• [TASK STATEMENT]
Copy nothing but the text: repeat each entry exactly and drop the images.

• [LISTING]

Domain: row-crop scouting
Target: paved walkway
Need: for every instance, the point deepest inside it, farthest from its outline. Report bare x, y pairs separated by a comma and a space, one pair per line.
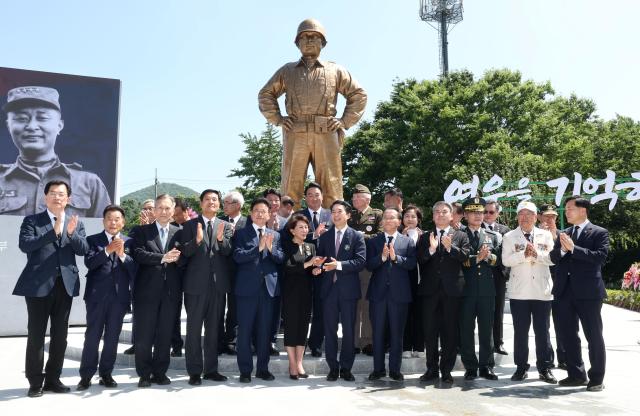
316, 396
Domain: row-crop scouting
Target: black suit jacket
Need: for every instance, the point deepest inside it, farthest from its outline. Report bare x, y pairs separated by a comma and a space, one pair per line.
108, 275
48, 257
442, 267
155, 279
205, 261
582, 269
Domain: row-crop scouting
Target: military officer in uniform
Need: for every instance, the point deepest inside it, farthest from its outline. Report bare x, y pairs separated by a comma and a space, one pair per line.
311, 131
479, 293
367, 221
34, 120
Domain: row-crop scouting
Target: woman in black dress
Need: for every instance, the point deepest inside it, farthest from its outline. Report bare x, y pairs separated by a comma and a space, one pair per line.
296, 291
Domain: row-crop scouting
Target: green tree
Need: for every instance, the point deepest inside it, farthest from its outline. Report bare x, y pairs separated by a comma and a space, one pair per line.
260, 166
431, 132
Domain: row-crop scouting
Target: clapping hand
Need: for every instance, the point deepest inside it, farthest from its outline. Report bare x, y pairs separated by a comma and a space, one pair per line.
566, 242
171, 256
72, 224
433, 241
483, 253
446, 242
385, 252
199, 234
392, 252
332, 265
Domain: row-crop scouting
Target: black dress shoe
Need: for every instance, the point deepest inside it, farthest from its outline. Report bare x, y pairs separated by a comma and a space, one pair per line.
273, 350
346, 375
547, 376
572, 382
520, 374
34, 391
215, 376
55, 386
107, 381
396, 376
161, 380
229, 350
368, 349
593, 386
265, 375
377, 375
499, 349
429, 375
333, 375
487, 373
85, 383
447, 378
470, 374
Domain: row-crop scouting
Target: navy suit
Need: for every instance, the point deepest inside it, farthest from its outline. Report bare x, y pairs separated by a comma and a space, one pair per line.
48, 283
206, 283
441, 284
156, 293
107, 296
579, 290
316, 334
389, 295
228, 329
340, 297
256, 287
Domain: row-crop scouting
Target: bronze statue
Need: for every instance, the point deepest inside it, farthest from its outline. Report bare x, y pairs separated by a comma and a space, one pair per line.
311, 131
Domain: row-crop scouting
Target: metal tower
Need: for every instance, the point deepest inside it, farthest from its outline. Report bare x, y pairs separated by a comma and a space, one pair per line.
442, 15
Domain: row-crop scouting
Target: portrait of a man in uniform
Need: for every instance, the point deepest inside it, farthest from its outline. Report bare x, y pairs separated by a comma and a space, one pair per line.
58, 127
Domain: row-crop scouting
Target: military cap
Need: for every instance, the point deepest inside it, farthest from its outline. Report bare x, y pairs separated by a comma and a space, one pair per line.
548, 209
474, 204
361, 189
22, 97
527, 205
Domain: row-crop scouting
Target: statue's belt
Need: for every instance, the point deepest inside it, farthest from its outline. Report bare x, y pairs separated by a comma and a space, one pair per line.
311, 123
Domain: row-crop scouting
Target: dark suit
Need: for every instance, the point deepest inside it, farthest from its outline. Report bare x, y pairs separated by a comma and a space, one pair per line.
441, 283
579, 291
316, 333
500, 277
155, 296
228, 328
340, 297
206, 282
107, 296
389, 295
48, 283
256, 287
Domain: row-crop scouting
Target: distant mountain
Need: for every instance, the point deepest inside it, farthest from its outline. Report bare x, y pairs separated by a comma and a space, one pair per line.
163, 188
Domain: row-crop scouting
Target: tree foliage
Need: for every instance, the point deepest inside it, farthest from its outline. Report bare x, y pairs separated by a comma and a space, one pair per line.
261, 164
431, 132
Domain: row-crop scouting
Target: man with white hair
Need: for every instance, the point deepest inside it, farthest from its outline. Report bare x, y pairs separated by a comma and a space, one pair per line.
526, 251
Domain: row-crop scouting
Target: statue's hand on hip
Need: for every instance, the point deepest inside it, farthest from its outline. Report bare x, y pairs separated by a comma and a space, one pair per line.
286, 123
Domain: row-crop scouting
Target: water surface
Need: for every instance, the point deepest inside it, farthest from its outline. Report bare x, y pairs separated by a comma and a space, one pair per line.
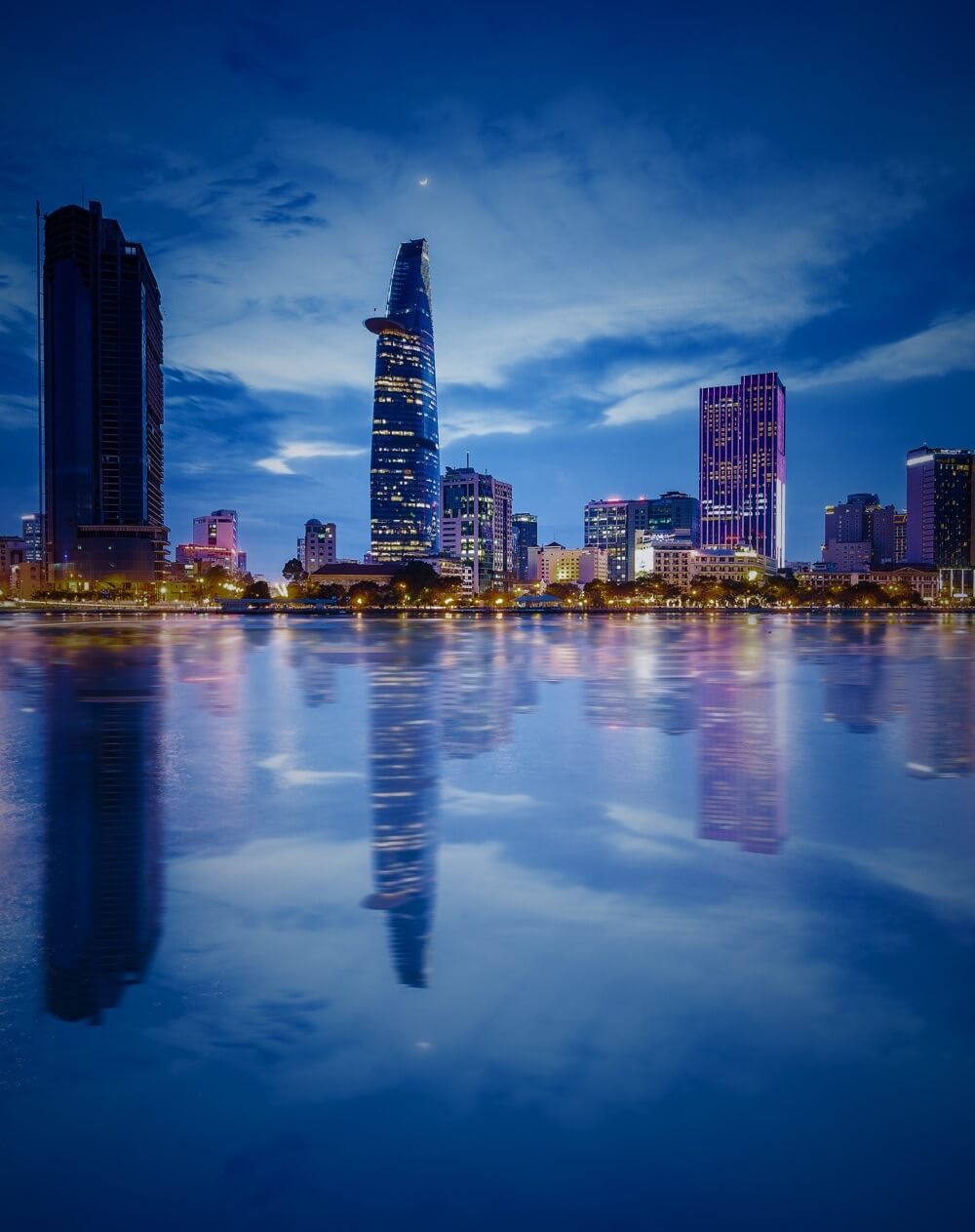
543, 923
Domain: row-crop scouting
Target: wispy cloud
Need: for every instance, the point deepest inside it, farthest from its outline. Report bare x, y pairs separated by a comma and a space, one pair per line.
459, 425
278, 462
945, 346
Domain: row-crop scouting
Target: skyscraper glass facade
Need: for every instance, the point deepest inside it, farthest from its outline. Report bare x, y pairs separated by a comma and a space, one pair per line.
525, 535
941, 506
477, 526
404, 474
604, 525
102, 402
742, 466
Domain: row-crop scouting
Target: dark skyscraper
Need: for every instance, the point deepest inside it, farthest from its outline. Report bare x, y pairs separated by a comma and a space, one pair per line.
941, 506
102, 403
742, 466
404, 476
525, 534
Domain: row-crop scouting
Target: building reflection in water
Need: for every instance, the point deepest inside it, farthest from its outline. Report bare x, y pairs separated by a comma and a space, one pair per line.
740, 759
103, 882
404, 786
941, 716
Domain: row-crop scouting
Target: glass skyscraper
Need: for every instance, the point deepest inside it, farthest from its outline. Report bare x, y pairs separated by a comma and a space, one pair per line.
742, 466
102, 403
404, 474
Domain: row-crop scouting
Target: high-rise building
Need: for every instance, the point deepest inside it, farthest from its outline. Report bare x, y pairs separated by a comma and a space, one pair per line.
476, 523
859, 534
32, 533
615, 525
604, 526
900, 537
102, 403
218, 529
577, 565
941, 506
525, 535
404, 472
742, 466
318, 544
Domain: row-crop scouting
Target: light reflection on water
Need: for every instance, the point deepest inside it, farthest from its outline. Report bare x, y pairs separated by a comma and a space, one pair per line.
458, 923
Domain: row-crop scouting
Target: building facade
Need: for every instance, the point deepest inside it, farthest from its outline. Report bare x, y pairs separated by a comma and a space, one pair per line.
318, 544
604, 529
32, 533
476, 525
859, 533
525, 535
404, 469
742, 466
557, 563
102, 403
683, 567
617, 525
941, 506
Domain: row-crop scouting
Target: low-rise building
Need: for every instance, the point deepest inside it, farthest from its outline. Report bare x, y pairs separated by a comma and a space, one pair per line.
350, 573
923, 580
557, 563
682, 566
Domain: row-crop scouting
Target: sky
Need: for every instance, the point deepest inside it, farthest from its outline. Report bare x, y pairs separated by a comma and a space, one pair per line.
622, 202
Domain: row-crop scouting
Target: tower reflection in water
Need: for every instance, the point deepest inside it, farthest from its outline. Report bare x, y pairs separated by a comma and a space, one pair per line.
103, 885
404, 783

• [FULL ANSWER]
Domain: row-crop scouting
Target: paved walkway
Need: for every instance, the point deepest inside it, farthest from its outline. Report bare x, y pairs separated by a comma and a space, one pair per line.
316, 396
Domain: row-crop scouting
Target: black suit jacket
Need: for every instance, the point deepest inside it, farthest from its outline. Report bare x, y pairs separated by a comma and a space, one pair per line.
108, 275
48, 257
442, 267
155, 279
205, 261
582, 269
Domain: row-crop scouting
Target: military officer in uniform
Need: for every instance, the point deepest inside it, farthest from its outline. Report bare x, y pairs separated by a comma and a space, one pair per line.
311, 131
479, 293
367, 221
34, 120
Domain: row-crop scouting
Target: woman in black dress
Need: for every instance, the point deepest inside it, farthest from its outline. Report bare x, y pairs separated by a comma and a space, one pair per line.
296, 291
Domain: row-crop scouting
Target: green tree
Need: for every instance, the point deepest inside it, farthest from its outline. Report bare x, y pairs separated by a comma and a space, one pair per line.
260, 166
431, 132
Domain: row-crop scouting
Target: clapping hand
Need: for every instance, the point deepest inside it, farthest from its outline. Report bare x, y pairs separated by a comma and a space, one pair per line.
566, 242
171, 256
72, 224
433, 241
483, 253
446, 242
385, 252
199, 234
392, 252
332, 265
Domain: row-crop scouting
Target: black dress shoe
Need: for every instance, the point deepest inside it, farthest from its outline. Report bare x, y pairs separated by a comma and a space, one pair per line.
273, 350
346, 375
547, 376
572, 382
520, 374
34, 391
215, 376
55, 386
107, 381
396, 376
161, 380
229, 350
368, 349
593, 386
265, 375
377, 375
499, 349
429, 375
333, 375
487, 373
85, 383
447, 378
470, 374
Domain: row-crop scouting
Target: navy suit
Need: for every instance, the point deepest inside it, farthest from its outline. Report bare x, y pairs separated by a comma and a space, one pair per line.
48, 283
206, 283
441, 284
156, 293
107, 296
579, 290
316, 334
389, 295
228, 329
340, 297
256, 287
Domain: row-crop scouting
Target: bronze statue
Need: for every instance, the point deepest inside it, farthest from its outline. Report bare x, y pairs separated by a comma and a space, one pair per line.
311, 131
Domain: row-crop scouting
Target: metal tower
Need: for every instance, the point deepest inside it, farthest from its outline. Report bare x, y pairs separated by a comma and a space, one pair per line.
442, 15
Domain: row-crop scouting
Target: portrait of a man in uniform
Need: for every instance, the point deepest inside it, farthest from its outline. Report bare x, y pairs separated by a comma and a space, one pair per line.
58, 127
Domain: row-crop scouting
Target: military cap
Need: for every instance, the point deepest inside it, farthest from its outline. Report bare x, y pairs separated by a comma and a space, one pair per line.
548, 209
474, 204
361, 189
22, 97
527, 205
Domain: row-crop scouting
Target: statue's belt
Need: for every instance, the point deepest inside it, farthest from its outline. Report bare x, y pairs separated by a comma and a space, one pair per line.
311, 123
Domain: row-crop scouting
Target: dark suit
Need: for every instance, the point deepest inside it, farthest from its outline. Report bare x, y pairs separated by a comma and a space, one pair per line.
441, 283
579, 291
316, 333
500, 277
155, 296
228, 328
340, 297
206, 282
107, 296
389, 295
48, 283
256, 287
Domain: row-crop scouting
Target: distant mountain
Need: for every instance, the point deepest inside it, farthest from its outline. Report bare x, y pairs separated by a comma and a space, one pair per line.
163, 188
Domain: row-crop scouting
Target: tree foliage
Need: for every instance, the point deepest inside it, farthest from its outline. Report bare x, y pairs separated by a comma and a space, one pair per line.
261, 164
431, 132
Domain: row-crop scouting
Target: man with white hair
Need: for every instance, the point deepest inside it, farthest from its outline. Report bare x, y pairs separated by a comma and a space, one pair per line.
526, 251
Domain: row-crop scouting
Target: statue's hand on hip
Need: for every instance, the point deepest inside it, farthest from its outline. Report bare x, y pairs separated by a comma and a space, one pair per line.
286, 123
Domain: row-crop scouting
Target: water surface
Need: for every instance, the point deepest inside it, farthest from its outline. Report bare x, y pairs separated by a comma and a space, one pair per line.
543, 923
Domain: row-crop scouting
Target: wispy cloud
Need: for every instance, the point deepest inside it, farthest from its outline. Report bare x, y pairs separated by a comma and a space, one pair per line.
459, 425
278, 462
945, 346
Domain: row-crop scouting
Target: skyscraper glass facade
Need: for every instance, the point deepest inside it, farthest from its outline. Report bare x, y pairs separated by a comma and a space, one pair per line.
525, 535
941, 506
477, 526
404, 474
604, 525
102, 402
742, 466
Domain: row-crop scouting
Target: dark skyscraper
Need: for every instance, the point deepest inside it, farthest from its outline. Report bare x, y pairs separated by a comma and a space, one pair per line.
941, 506
102, 403
742, 466
404, 476
525, 534
Domain: row-crop scouting
Target: building reflection in water
Need: for every instance, the point deepest inside it, farthest from its outline. Report bare x, y pairs separated by a comma and a space, one pair per line.
740, 759
103, 882
404, 786
941, 716
Domain: row-crop scouting
Target: glass skyscraper
Need: for every instance, the point deepest inside it, farthest from its outline. Report bare x, y pairs separated by a comma and a space, one pair per line.
742, 466
102, 403
404, 474
Domain: row-crop scouting
Target: high-rise building
Need: for every instance, the point deepest inside it, farthest from its outline. Report bare x, y pairs separated by a comma and a space, one pair per line.
476, 523
859, 534
32, 533
615, 525
604, 526
900, 537
102, 403
218, 529
577, 565
941, 506
525, 535
404, 472
742, 466
318, 544
Domain: row-crop scouting
Target: light reflection on water
Need: for every instance, the point deepest inside it, farthest from its outline. Report bare x, y pairs separated by a comma and a space, one pair per line.
458, 923
Domain: row-crop scouting
Target: building facade
Need: for every instance, the point deepest inside it, farthest from its outline. Report bare x, y pairs separated by a comma and a space, one pair per line.
318, 544
604, 529
32, 533
476, 525
859, 533
525, 535
404, 469
742, 466
557, 563
102, 403
683, 567
617, 525
941, 506
Domain: row-crop scouting
Target: low-rise building
Need: for every instance, the point deepest inside it, farthest from its outline. Report bare x, y pairs separated by a comma and a space, one pair per line.
350, 573
923, 580
557, 563
682, 566
Domain: row-crop scouting
Target: sky
Need: for every instance, the point deepest inside it, farthest from its outline. Report bare x, y pairs separated by a comma and a space, one pair per line.
622, 202
Domain: row-crop scouting
Target: tower reflection in water
Need: for every instance, the point deepest inside it, farthest from its outline. Report bare x, y pairs separated by a comma and a space, one pair per line.
103, 885
404, 783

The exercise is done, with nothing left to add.